◆ DATA EXTRACT
---+---

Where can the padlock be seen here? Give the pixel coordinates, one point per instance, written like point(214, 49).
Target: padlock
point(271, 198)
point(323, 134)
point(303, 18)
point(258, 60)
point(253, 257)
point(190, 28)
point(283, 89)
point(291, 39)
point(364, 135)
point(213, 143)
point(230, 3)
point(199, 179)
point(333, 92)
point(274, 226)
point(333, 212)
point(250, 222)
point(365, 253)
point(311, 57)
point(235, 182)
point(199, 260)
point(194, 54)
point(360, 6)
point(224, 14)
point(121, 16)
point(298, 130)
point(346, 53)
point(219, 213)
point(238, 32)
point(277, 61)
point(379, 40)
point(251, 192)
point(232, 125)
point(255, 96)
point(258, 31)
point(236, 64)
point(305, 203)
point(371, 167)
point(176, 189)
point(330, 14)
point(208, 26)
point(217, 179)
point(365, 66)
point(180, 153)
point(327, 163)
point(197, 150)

---+---

◆ DIRECTIONS FOR THIS TASK
Repeat all of the lines above, including the requests, and offset every point coordinate in the answers by adding 93 to each number. Leave the numbers in the request lines, including the sample point, unchanged.

◆ RESPONSE TO THIS EXERCISE
Where can the padlock be seen here? Give the pixel coordinates, one point per instance, written like point(214, 49).
Target: padlock
point(364, 291)
point(416, 227)
point(396, 111)
point(351, 153)
point(346, 350)
point(283, 121)
point(376, 182)
point(384, 132)
point(457, 228)
point(306, 236)
point(323, 96)
point(292, 272)
point(426, 185)
point(367, 319)
point(426, 305)
point(343, 315)
point(458, 346)
point(404, 150)
point(328, 275)
point(292, 353)
point(287, 147)
point(453, 99)
point(317, 107)
point(214, 109)
point(391, 223)
point(439, 146)
point(312, 306)
point(331, 125)
point(370, 154)
point(472, 133)
point(344, 285)
point(325, 218)
point(348, 189)
point(351, 124)
point(329, 157)
point(398, 296)
point(464, 260)
point(269, 282)
point(423, 107)
point(301, 119)
point(310, 272)
point(458, 159)
point(273, 246)
point(420, 256)
point(290, 243)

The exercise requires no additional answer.